## Records of labeled points
[Begin]

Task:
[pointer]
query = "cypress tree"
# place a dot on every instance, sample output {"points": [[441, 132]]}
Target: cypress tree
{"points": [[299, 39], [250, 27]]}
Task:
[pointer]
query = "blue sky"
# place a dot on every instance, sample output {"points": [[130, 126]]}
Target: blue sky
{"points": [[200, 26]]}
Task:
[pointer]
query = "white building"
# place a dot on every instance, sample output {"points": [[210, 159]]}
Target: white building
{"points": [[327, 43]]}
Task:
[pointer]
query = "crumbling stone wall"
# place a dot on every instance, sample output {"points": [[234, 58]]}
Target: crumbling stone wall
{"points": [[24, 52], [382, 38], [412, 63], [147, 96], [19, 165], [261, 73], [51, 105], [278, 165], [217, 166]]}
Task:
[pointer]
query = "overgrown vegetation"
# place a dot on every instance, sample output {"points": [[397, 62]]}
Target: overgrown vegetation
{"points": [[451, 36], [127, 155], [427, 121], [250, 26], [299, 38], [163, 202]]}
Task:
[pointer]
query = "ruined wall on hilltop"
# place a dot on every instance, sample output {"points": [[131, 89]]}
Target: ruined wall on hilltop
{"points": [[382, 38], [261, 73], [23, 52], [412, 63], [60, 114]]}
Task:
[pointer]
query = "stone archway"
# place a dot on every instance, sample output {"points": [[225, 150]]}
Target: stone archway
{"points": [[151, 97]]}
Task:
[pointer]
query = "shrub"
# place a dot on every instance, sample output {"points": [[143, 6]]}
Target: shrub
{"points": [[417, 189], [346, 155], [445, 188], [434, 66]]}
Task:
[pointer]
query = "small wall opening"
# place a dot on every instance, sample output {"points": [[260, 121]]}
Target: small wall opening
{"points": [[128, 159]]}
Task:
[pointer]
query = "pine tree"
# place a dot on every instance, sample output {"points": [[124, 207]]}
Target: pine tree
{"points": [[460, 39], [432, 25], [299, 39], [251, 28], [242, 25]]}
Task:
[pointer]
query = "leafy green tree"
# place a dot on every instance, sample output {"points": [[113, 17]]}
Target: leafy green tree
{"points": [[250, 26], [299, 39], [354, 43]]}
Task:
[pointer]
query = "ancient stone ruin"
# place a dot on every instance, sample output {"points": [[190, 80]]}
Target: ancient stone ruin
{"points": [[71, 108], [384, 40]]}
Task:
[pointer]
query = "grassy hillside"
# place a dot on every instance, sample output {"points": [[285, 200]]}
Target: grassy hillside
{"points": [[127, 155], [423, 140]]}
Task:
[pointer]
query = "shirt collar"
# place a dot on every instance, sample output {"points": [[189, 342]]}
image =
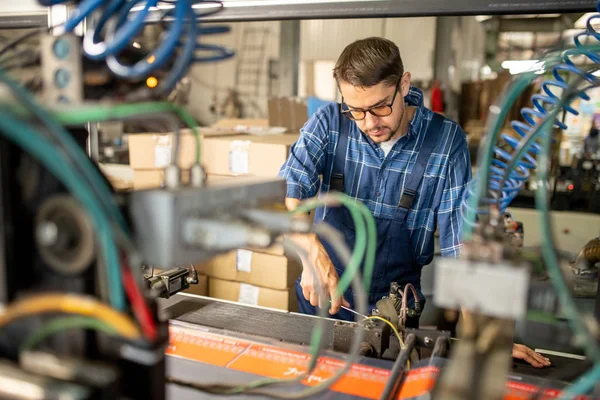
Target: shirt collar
{"points": [[415, 98]]}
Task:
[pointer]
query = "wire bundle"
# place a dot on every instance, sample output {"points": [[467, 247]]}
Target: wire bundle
{"points": [[56, 150], [113, 25], [500, 178]]}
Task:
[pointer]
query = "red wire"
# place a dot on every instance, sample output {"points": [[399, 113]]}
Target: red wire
{"points": [[138, 303]]}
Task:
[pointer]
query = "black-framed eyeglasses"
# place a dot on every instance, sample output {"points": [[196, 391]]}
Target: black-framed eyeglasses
{"points": [[378, 111]]}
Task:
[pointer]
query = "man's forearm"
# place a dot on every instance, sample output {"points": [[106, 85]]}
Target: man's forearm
{"points": [[292, 203]]}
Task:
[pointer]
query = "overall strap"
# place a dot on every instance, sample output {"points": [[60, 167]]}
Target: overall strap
{"points": [[414, 179], [339, 159]]}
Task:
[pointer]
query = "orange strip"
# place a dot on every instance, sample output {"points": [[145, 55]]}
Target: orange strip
{"points": [[274, 362], [204, 347]]}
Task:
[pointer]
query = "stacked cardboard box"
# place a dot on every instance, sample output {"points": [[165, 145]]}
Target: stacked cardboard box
{"points": [[260, 156], [288, 112], [223, 152], [255, 278]]}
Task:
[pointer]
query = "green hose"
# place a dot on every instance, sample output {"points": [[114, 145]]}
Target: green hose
{"points": [[58, 325], [554, 271], [41, 148], [359, 213], [97, 113]]}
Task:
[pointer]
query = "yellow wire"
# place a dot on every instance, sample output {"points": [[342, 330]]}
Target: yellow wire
{"points": [[402, 345], [71, 304]]}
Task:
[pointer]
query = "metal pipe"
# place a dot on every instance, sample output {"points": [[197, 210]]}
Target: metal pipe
{"points": [[440, 348], [398, 374]]}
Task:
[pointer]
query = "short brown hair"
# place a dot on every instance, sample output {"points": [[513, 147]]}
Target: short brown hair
{"points": [[367, 62]]}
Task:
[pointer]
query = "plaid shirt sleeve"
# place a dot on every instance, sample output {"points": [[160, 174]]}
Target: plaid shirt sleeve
{"points": [[449, 217], [307, 158]]}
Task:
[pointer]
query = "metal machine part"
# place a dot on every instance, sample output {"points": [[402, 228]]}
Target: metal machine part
{"points": [[491, 293], [380, 341], [283, 10], [167, 283], [179, 234], [64, 235], [62, 69]]}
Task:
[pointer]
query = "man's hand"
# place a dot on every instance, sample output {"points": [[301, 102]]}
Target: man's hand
{"points": [[525, 353], [323, 266], [327, 274]]}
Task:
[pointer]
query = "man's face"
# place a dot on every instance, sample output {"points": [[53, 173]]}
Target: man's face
{"points": [[379, 129]]}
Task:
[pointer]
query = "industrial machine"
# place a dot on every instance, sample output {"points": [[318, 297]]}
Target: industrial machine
{"points": [[86, 315]]}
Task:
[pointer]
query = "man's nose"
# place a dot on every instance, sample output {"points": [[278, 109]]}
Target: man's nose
{"points": [[371, 121]]}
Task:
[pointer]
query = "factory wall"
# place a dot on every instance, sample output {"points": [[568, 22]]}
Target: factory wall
{"points": [[211, 81], [460, 54], [454, 55]]}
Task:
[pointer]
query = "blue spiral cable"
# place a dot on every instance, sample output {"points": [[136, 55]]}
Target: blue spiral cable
{"points": [[181, 43], [507, 175]]}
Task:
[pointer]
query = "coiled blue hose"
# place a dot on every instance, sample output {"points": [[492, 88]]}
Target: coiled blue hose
{"points": [[113, 16], [507, 175]]}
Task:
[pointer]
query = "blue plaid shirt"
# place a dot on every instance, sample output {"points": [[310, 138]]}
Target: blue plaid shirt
{"points": [[377, 180]]}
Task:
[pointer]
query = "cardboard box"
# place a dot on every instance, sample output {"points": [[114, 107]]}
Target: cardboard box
{"points": [[236, 122], [154, 150], [201, 288], [260, 269], [289, 112], [253, 295], [154, 178], [260, 156]]}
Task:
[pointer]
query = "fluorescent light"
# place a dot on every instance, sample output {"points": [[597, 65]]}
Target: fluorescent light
{"points": [[519, 66], [582, 21]]}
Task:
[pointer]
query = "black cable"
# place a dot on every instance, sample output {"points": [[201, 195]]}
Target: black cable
{"points": [[399, 371], [22, 38], [440, 348]]}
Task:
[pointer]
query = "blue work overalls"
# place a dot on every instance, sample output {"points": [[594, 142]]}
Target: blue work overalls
{"points": [[395, 260]]}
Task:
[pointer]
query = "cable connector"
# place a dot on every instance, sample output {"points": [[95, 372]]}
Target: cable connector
{"points": [[172, 177], [197, 176]]}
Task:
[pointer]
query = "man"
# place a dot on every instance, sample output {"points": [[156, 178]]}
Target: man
{"points": [[409, 165]]}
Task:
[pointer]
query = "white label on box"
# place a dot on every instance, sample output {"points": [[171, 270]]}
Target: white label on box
{"points": [[498, 290], [243, 260], [238, 157], [248, 294], [162, 156]]}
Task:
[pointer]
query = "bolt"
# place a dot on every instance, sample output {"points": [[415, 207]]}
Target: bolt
{"points": [[47, 234], [61, 48], [62, 78]]}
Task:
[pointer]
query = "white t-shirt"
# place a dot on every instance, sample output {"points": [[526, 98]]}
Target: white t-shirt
{"points": [[387, 146]]}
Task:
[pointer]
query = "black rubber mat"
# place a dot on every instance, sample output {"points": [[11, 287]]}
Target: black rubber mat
{"points": [[288, 327]]}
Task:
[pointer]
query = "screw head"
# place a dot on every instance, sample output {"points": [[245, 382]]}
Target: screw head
{"points": [[62, 78], [61, 48], [47, 234]]}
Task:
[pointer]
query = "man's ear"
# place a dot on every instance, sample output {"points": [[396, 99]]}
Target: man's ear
{"points": [[405, 84]]}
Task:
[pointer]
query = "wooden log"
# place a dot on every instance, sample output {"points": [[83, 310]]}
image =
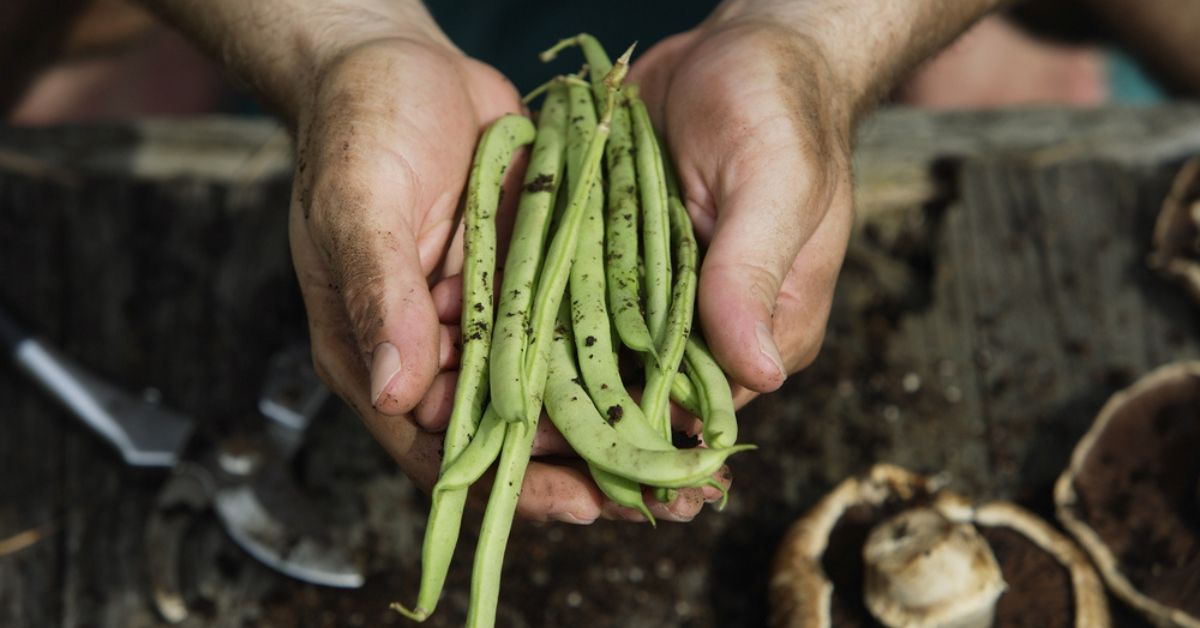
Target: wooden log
{"points": [[993, 297]]}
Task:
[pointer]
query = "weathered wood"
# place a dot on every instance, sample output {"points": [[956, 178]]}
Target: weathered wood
{"points": [[993, 298]]}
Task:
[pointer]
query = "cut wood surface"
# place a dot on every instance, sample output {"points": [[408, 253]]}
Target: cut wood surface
{"points": [[994, 295]]}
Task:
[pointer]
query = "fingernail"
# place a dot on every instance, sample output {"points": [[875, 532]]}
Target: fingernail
{"points": [[768, 348], [570, 518], [384, 366]]}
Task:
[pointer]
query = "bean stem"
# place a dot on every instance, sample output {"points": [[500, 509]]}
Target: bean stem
{"points": [[720, 419]]}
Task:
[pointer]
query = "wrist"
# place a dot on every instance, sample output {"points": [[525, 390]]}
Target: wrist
{"points": [[865, 47]]}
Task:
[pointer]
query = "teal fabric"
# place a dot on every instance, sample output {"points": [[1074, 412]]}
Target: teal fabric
{"points": [[1129, 83], [510, 34]]}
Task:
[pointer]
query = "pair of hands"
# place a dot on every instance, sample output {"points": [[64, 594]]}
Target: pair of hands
{"points": [[757, 129]]}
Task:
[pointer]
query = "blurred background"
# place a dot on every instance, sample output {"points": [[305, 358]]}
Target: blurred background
{"points": [[994, 295]]}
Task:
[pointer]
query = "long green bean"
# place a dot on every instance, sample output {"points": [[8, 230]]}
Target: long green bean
{"points": [[599, 443], [495, 153], [519, 438], [496, 149], [720, 420], [541, 181], [678, 327], [655, 231]]}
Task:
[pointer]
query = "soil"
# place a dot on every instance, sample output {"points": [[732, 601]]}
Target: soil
{"points": [[1039, 591], [1146, 508]]}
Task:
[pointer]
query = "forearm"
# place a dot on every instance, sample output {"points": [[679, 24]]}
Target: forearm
{"points": [[279, 47], [1164, 33], [868, 46]]}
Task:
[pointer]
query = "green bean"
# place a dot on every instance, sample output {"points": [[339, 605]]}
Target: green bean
{"points": [[684, 394], [541, 181], [492, 157], [720, 420], [655, 232], [477, 458], [621, 246], [493, 536], [678, 327], [622, 491], [449, 498], [557, 265], [591, 323], [502, 504], [599, 443]]}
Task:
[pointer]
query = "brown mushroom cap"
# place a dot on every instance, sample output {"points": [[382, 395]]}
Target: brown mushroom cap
{"points": [[925, 569], [1129, 495], [819, 573], [1176, 240]]}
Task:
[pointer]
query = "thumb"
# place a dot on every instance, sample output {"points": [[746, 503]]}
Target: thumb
{"points": [[376, 267], [763, 221]]}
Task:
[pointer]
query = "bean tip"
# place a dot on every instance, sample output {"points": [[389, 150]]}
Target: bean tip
{"points": [[417, 615]]}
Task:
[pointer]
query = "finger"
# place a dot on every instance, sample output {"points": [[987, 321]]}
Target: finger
{"points": [[769, 204], [372, 259], [449, 351], [432, 413], [337, 360], [447, 297], [559, 492]]}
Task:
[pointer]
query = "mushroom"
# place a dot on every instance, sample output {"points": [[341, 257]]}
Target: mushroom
{"points": [[925, 569], [1132, 500], [1176, 240], [893, 548]]}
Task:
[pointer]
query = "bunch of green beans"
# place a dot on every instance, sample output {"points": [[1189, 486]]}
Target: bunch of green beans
{"points": [[603, 262]]}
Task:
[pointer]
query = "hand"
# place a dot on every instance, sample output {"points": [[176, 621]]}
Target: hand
{"points": [[759, 131], [385, 148]]}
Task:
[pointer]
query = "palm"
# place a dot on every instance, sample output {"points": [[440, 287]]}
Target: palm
{"points": [[381, 166], [763, 167]]}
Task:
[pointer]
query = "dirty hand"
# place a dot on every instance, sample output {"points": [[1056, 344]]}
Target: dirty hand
{"points": [[384, 150], [757, 106], [759, 130]]}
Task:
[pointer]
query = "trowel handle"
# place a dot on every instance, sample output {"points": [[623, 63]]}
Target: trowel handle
{"points": [[11, 334], [145, 434]]}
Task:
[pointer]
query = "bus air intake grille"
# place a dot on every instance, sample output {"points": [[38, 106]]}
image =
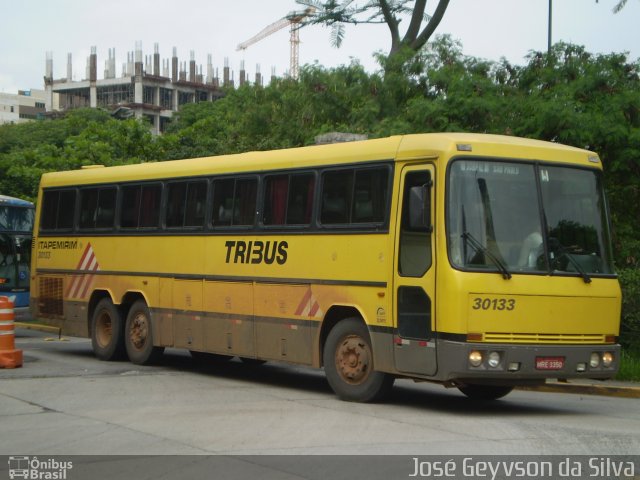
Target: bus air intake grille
{"points": [[560, 338], [50, 299]]}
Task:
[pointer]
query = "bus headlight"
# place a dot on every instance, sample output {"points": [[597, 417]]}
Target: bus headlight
{"points": [[475, 358], [494, 359], [607, 359]]}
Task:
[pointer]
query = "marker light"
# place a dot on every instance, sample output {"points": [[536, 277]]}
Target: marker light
{"points": [[475, 358], [494, 359]]}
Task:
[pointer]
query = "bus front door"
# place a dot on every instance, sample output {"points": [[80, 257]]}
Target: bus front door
{"points": [[414, 278]]}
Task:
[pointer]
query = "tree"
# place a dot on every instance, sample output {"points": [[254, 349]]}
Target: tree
{"points": [[336, 14]]}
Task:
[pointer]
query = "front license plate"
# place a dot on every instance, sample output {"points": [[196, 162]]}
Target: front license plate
{"points": [[549, 363]]}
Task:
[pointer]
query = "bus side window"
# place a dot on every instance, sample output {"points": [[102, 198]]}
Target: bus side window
{"points": [[336, 196], [58, 210], [415, 242], [97, 208], [288, 199], [355, 196], [186, 204], [234, 202], [140, 206]]}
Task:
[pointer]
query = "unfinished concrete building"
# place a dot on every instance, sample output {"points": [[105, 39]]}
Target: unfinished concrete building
{"points": [[143, 90]]}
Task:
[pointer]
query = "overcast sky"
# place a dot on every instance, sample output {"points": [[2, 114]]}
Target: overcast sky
{"points": [[488, 29]]}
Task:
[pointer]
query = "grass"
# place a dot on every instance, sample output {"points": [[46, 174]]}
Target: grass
{"points": [[629, 365]]}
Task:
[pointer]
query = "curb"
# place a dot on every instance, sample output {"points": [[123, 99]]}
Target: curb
{"points": [[587, 389], [39, 327]]}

[End]

## THE REQUEST
Identify every line in the items above that contains the string "trowel", and copy each such line in full.

## ANSWER TO THE TASK
query = "trowel handle"
Target: trowel handle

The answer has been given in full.